_Passage to read_:
>> Begin

# arrow impact on target nock to right



## red44 (Apr 11, 2005)

If at the worst the tear is 1/4, and it's gone at 10 yards, not to worry. IMO


----------



## nomad11 (Apr 14, 2006)

Could be several things. From the looks of things this is a dual cam bow? If so, then check your cam rotation...both cams should hit at the same time..at your draw length. If not..then adjust as necessary. If its not a cam rotation issue...check for cam lean. For a dual cam bow (and I don't have much experience here) you'll want to make/take any lean out..or have very very little (I'd imagine). I shoot cam-1/2 bows and cam lean on mine can induce 1/4" tears left or right, if out of whack (or I can induce it by putting in cam lean...not that I'd want to). Lastly...spine could be off. Drop your draw weight and see if the tear gets better or worse.....or add weight to see if it improves or doesn't. Less draw weight & better tear...you're underspined, more weight & better tear you're overspined. If that is the case...then you have more options........good luck.


----------



## bowhunter0916 (Apr 18, 2005)

*Sounds like...*

If I read your post correctly, the arrows are hitting where you are aiming but the arrows are tilted. If this is the case, then you have nothing to worry about this point. I would wait until you can shoot at further distances and do walk back tuning. There should be a sticky in Bow Tuning that will walk you through this...no pun intended. Your target may be the cause of the arrows leaning one or another, so if your arrows are hitting center mass I would leave it alone for now.


----------

>> End

_Extracted data_:
>> Begin

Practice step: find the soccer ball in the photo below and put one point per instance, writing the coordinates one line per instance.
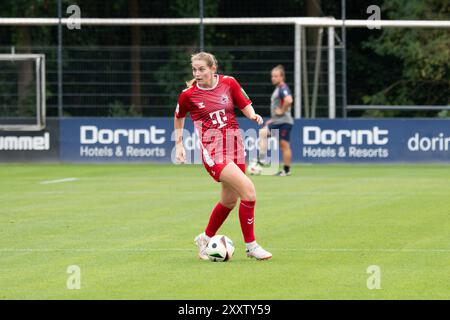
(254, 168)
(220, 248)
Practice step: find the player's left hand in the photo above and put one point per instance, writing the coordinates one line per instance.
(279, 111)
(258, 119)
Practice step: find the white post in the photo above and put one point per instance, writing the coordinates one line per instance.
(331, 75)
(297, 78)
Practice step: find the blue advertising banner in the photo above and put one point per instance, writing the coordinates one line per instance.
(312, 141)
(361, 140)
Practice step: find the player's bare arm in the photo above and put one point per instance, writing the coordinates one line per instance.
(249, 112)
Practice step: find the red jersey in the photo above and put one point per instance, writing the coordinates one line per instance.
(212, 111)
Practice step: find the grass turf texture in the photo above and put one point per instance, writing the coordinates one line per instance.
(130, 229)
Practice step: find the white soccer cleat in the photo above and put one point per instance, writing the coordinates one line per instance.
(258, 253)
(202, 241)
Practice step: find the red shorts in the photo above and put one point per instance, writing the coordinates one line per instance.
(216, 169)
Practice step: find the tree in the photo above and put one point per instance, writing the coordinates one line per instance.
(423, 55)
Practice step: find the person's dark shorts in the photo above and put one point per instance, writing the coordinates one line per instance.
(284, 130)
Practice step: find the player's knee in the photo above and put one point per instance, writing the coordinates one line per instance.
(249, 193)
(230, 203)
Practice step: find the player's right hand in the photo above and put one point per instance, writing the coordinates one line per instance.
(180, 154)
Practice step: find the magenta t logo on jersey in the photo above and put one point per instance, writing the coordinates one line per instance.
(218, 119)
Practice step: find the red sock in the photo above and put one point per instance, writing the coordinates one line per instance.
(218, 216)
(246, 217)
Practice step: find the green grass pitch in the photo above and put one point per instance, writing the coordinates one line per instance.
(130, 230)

>> End
>> Begin

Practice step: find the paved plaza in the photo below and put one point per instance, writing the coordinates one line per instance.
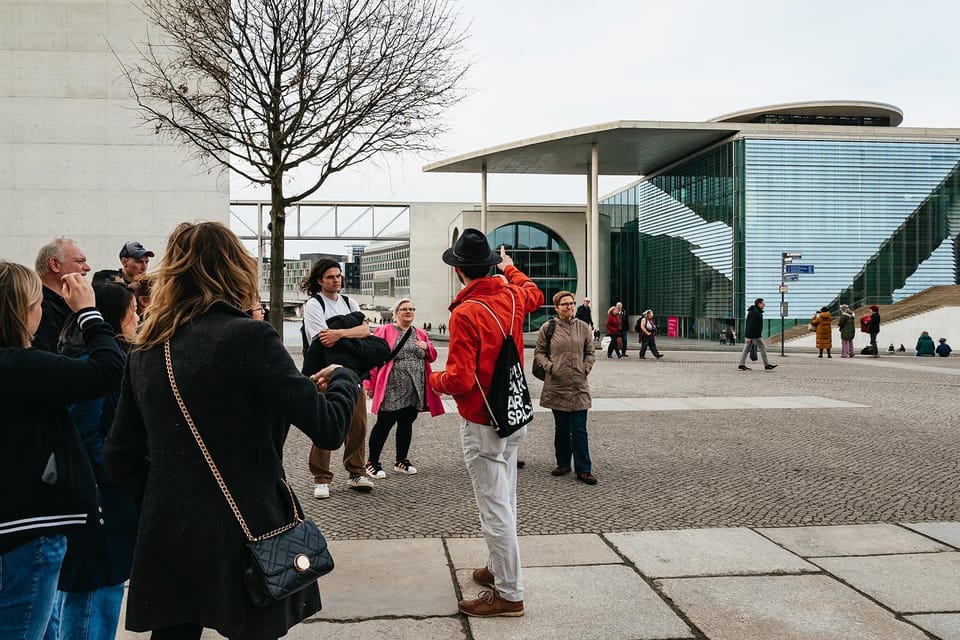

>> End

_Problems_:
• A. List the usernames of everyone who posted in the archery thread.
• B. Pick out each line of the records that contains the string "player" and copy it in full.
The archery thread and the records come from unrelated sources.

_Task-by-task answers_:
• A.
red44
nomad11
bowhunter0916

• B.
Practice step: find the player's left hand in the photo above and put one point per instance, writing the coordinates one line per instance.
Practice step: find the player's bare arm in the photo above and put one point per instance, writing the coordinates one line per instance.
Practice step: find the player's knee in the photo above and put one point per instance, writing the coordinates one line per instance.
Practice step: find the player's right hand in the photo above and put one point per instance, writing the coordinates one line per instance.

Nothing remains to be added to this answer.